■ **Source excerpt**
The approach of the Chief Justice to the question of forum is sensible. He emphasizes that the preferred adjudicator is the trial judge. However, he also acknowledges that practicality may dictate that an application be commenced prior to when a trial court is ascertainable or a trial judge designated. A similar approach to the selection of the appropriate forum has been adopted by certain provincial appellate courts in relation to applications alleging prosecutorial non-disclosure. 72 Accordingly, it is recommended it should be codified.
That the Criminal Code be amended to provide for an application to seek a publication ban prior to trial. The section should require that the trial judge hear such an application and only if he or she is not identified can the application be heard by a judge of the provincial superior court.
From his brief analysis of this topic, it would seem that the Chief Justice is of the opinion the onus to alert the media of an application asking for suppression of publication rests upon the party seeking such an order. This would only stand to reason. However, in the event questions arise respecting "who is to be given notice and how notice is to be given", Lamer C.J. suggests that directions may be obtained from the designated judge.75 This is an obvious area of difficulty especially in large metropolitan centres in this country which have a large number of media organizations, both print and electronic. Presumably, it would be useful for applicants to have a set procedure to obtain directions for notice included in the Criminal Code. This provision would enable the applicant to obtain directions for notice to be given, for example, to the leading media organizations in a particular centre. In most centres this would include the C.B.C.
That the Criminal Code be amended to include a provision enabling the party seeking a publication ban on criminal proceedings to apply for an ex parte order for direction as to which, if any, media organizations in the judicial centre should be given notice. The provision could also state that if this is done, the notice requirement has been satisfied and other media who wish to be heard ought to appear before the presiding judge and seek leave.
The Chief Justice's discussion of standing is sensible. The rules surrounding which third party may be granted standing are well developed and especially if a notice requirement is crafted, those rules may be applied without being clouded by concerns about interested parties not receiving notice.
That no special rules be crafted respecting standing to third parties in applications for a publication ban. If a party not directly notified of such an application appears at the hearing, its ability to participate and the extent of that participation, if any, may be assessed in accordance with the developed law relating to third party standing.

■ **Data**
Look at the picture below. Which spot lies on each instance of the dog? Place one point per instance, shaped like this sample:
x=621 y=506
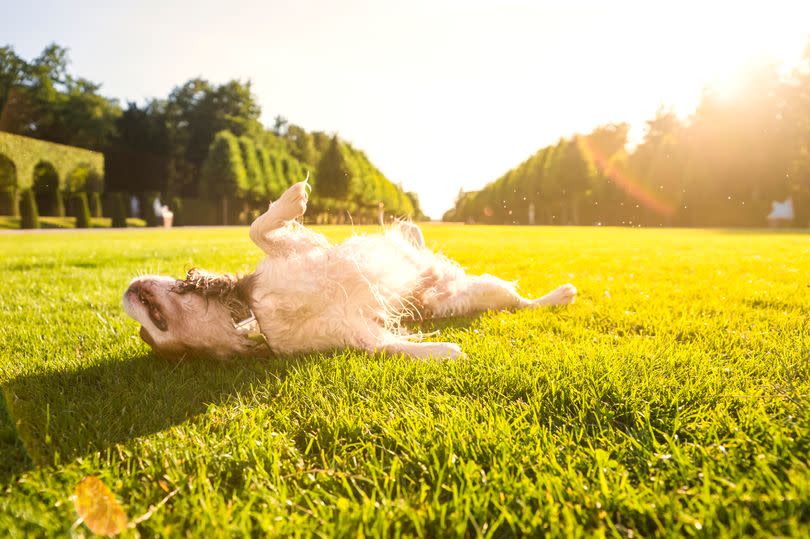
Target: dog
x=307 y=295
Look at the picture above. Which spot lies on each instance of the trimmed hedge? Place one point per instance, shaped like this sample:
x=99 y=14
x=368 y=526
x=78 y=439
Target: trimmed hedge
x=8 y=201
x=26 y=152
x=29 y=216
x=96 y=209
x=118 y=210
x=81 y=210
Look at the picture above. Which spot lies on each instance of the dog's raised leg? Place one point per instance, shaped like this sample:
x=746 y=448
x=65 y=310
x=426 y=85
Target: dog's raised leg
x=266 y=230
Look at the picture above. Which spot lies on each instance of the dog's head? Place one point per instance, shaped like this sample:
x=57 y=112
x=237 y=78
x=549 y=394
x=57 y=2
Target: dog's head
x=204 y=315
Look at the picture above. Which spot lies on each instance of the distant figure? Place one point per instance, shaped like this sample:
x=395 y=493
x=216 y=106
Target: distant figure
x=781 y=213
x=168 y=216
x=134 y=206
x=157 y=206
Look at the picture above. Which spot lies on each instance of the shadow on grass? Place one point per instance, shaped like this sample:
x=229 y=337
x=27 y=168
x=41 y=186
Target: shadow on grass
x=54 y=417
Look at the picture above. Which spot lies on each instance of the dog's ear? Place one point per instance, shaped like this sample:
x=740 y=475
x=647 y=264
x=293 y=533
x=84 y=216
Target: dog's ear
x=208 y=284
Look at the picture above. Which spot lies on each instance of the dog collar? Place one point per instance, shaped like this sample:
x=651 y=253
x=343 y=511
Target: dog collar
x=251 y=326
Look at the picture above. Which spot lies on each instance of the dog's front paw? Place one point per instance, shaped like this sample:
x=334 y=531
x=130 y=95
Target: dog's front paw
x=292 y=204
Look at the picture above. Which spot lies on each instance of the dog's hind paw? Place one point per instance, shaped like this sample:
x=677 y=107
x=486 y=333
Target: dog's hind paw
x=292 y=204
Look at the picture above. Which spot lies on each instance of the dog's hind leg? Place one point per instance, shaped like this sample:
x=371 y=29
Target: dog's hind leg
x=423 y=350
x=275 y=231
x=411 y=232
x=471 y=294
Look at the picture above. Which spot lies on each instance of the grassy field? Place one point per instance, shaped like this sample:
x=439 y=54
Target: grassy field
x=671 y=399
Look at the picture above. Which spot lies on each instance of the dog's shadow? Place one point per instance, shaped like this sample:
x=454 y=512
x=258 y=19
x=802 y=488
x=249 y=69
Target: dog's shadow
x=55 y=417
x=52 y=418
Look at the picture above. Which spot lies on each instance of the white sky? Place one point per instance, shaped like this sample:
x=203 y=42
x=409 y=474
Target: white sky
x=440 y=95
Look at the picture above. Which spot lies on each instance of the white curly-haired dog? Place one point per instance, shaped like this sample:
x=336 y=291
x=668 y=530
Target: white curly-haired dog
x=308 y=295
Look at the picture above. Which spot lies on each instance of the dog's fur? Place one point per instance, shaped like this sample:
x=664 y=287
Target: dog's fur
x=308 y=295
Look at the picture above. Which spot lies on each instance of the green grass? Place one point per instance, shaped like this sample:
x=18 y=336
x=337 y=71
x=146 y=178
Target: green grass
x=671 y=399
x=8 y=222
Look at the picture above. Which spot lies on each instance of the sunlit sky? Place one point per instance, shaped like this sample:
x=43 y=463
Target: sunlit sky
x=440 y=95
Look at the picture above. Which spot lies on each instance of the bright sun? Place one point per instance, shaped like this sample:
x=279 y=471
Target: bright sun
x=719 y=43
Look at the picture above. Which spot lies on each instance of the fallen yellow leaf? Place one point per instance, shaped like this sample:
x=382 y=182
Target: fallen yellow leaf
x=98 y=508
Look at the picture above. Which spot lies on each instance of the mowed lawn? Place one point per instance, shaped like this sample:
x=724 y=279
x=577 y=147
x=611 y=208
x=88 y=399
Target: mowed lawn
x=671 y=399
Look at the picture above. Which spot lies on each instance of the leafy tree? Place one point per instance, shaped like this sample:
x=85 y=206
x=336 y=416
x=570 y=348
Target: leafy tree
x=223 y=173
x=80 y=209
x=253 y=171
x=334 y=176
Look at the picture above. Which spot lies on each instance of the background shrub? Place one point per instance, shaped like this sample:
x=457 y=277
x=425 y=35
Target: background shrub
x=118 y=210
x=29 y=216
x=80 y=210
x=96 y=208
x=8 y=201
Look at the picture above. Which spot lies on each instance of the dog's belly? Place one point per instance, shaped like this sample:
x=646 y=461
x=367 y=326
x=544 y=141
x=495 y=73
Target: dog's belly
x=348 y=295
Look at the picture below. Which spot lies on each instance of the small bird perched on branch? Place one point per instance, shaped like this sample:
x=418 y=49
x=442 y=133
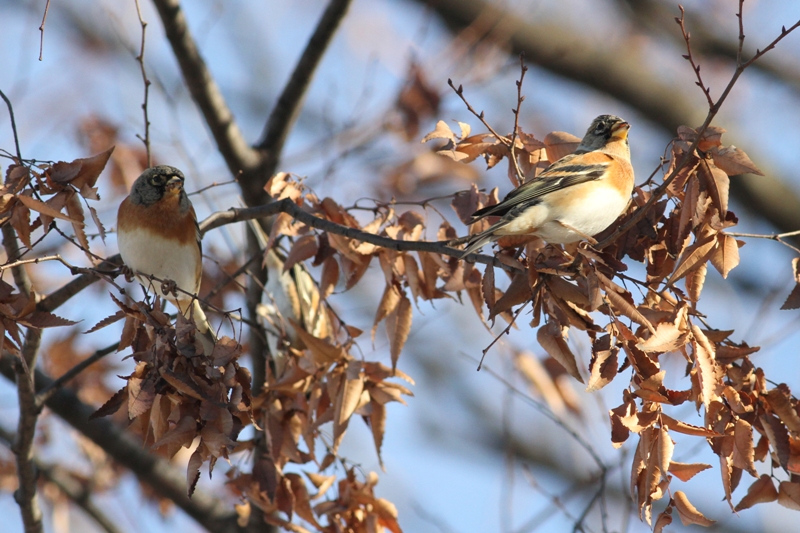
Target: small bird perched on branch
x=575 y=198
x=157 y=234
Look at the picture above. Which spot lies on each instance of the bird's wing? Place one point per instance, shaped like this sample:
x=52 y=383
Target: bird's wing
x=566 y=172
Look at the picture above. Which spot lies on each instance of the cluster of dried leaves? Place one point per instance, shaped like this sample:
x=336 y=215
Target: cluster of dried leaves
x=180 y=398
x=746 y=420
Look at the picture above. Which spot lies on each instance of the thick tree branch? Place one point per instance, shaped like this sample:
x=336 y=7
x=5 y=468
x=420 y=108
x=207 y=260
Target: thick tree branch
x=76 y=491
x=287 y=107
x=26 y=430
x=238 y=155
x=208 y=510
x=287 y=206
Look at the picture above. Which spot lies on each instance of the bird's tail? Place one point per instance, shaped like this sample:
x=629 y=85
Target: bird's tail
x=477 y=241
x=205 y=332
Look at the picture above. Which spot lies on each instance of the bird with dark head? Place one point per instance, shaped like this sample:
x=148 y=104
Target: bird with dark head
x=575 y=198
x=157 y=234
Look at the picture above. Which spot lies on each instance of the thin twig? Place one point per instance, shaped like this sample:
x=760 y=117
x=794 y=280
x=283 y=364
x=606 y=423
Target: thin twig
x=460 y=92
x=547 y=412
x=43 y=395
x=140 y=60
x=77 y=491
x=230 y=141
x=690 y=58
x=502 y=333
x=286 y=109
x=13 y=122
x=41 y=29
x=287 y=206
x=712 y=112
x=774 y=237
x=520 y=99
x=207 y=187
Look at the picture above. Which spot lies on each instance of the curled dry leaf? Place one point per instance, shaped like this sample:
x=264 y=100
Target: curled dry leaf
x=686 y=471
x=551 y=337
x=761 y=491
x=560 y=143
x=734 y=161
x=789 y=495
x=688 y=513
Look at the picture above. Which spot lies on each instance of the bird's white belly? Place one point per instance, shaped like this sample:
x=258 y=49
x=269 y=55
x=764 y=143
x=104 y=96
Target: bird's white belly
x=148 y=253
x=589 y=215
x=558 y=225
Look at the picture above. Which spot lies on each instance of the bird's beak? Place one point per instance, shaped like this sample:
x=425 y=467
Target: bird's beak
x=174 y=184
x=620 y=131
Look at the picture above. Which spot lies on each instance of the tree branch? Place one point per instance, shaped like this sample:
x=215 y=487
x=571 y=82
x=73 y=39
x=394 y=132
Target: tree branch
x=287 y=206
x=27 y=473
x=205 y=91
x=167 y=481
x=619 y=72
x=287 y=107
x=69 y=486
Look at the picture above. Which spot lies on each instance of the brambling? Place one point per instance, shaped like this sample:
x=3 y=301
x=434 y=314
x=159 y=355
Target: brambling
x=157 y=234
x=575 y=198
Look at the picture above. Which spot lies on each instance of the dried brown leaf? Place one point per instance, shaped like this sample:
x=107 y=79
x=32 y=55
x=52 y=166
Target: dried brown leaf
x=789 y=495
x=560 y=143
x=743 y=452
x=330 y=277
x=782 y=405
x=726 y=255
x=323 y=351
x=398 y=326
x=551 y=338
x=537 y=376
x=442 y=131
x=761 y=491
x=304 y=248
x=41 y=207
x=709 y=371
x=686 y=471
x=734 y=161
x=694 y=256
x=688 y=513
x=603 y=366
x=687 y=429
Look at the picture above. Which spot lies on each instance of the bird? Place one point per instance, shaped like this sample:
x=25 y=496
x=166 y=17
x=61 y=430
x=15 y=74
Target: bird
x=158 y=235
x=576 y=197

■ **Stated problem**
In the excerpt on publication bans, whom does the Chief Justice name as the preferred adjudicator? The listing is separate material and is not part of the excerpt on publication bans.

■ **Result of the task**
The trial judge.